Exercise:
Rewrite everything from the line containing "- **Query:** cracked rock surface" down to the end of the items, changing "cracked" to "fractured" and leaving all else unchanged.

[Data records]
------------------------------------------------------------

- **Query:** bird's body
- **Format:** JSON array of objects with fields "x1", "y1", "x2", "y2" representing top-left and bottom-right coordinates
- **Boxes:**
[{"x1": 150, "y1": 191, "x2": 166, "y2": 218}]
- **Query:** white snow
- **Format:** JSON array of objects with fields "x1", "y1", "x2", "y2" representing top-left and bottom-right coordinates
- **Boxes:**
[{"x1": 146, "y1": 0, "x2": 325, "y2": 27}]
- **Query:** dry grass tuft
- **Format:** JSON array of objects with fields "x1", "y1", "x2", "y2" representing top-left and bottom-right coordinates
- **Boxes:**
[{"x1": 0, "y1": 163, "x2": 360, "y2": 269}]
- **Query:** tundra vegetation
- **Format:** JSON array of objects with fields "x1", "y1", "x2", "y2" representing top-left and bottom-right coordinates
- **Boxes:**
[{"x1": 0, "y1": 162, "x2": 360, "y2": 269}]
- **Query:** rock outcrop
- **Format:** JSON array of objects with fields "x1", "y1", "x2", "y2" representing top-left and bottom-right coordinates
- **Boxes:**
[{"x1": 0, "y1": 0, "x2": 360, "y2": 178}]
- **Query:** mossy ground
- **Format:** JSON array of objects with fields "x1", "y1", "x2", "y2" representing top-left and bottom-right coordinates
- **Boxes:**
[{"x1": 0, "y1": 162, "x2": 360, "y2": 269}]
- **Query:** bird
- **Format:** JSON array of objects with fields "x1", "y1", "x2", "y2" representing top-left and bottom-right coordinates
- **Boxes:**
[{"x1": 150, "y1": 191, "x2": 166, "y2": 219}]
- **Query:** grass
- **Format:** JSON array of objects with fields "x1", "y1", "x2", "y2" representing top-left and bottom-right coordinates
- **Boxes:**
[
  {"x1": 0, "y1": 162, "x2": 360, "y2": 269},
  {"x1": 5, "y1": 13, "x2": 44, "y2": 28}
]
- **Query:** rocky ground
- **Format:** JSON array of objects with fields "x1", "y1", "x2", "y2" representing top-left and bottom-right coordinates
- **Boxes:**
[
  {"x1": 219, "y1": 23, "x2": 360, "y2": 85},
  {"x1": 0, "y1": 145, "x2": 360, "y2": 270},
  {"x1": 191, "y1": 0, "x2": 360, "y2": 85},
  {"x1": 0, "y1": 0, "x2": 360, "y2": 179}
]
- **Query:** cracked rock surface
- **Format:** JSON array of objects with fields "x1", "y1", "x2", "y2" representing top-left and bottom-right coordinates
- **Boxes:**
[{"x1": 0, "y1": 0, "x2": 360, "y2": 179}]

------------------------------------------------------------

Result of the task:
- **Query:** fractured rock surface
- **Format:** JSON array of objects with fields "x1", "y1", "x2", "y2" representing top-left and bottom-right coordinates
- **Boxes:**
[{"x1": 0, "y1": 0, "x2": 360, "y2": 179}]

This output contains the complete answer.